Concerning detail and accuracy, I'm quite amazed at how well the Bazooka subs keep up and blend with the SI mids. Vocals have more lifelike weight to them, cellos have more texture, piano has more scale, electric bass has more dynamics and in-your-face slap. 

As far as outright bass is concerned, these subs deliver. They ARE tight, they ARE punchy, they ARE detailed, and they DO extend fairly deep, deeper than their 39 Hz specs, thanks to proper corner loading, cabin gain, tuning and power available on tap.

Classic jazz, new jazz, smooth jazz, fusion jazz, blues, these subs reproduce the bass faithfully with plenty of power, attack and detail. I'm not into all of this new R&B, hip-hop and rap crap that's out there today, but throw on some old school Beastie Boys, Run D.M.C., Slick Rick, Doug E. Fresh, etc, etc, and these Bazooka's thump and bump all day long with the best of them. They definitely sound and perform like larger subs in traditional larger boxed enclosures. Luckily though, they don't exactly sound like traditional ported enclosures either. If anything, they could easily be mistaken as sealed subs with the way they reproduce bass. 

Playing music that has truly deep, natural bass such as large scale orchestra/symphony music or pipe organ music, the Bazooka's do quite well, but you can definitely tell where they start rolling off, which if I had to guess is somewhere around 30 Hz, not 40 Hz (39 Hz in specs). They dig down pretty deep without effort or strain until the bass just rapidly fades out. 

Things like the canons in the Telarc Tchaikovsky's 1812 Overture, the Bazooka's recreate the canons' blasts with loads of impact, power and slam, though the rumble that comes shortly afterwords is a little on the lean side. Likewise with pipe organ pedal notes that extend down as low as 16 Hz or lower (depending on the organ). There's plenty of body and weight, and thanks to pipe organs having 2nd and 3rd harmonics to play off of, it still sounds great. It's just the very low frequencies from 30 Hz on down just are not present. What is there, it's there with plenty of oomph and naturalness.

^^^^

> **What you need to do**:
Answer these questions from the subwoofer review.
1. Which mids do the Bazooka subs blend with?
2. What frequency do the subs' specs list?
3. Around what frequency does the writer guess the subs start rolling off?

> **Provided data**:
^^^^

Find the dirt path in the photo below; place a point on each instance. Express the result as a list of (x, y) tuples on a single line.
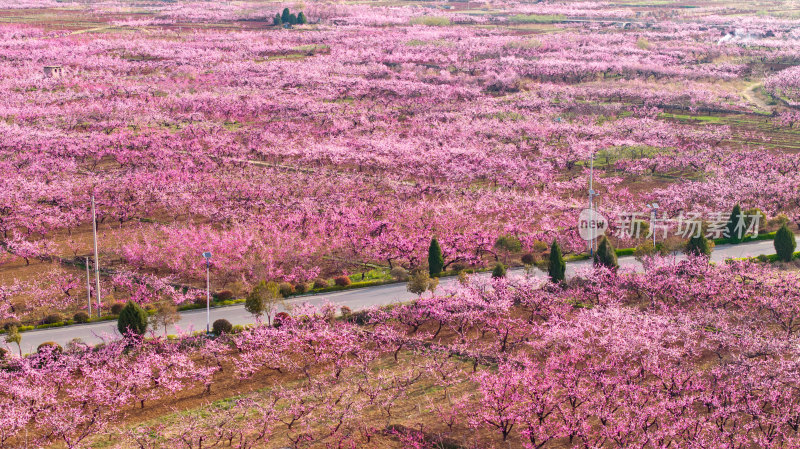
[(754, 98)]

^^^^

> **The result**:
1. The SI mids.
2. 39 Hz.
3. Somewhere around 30 Hz.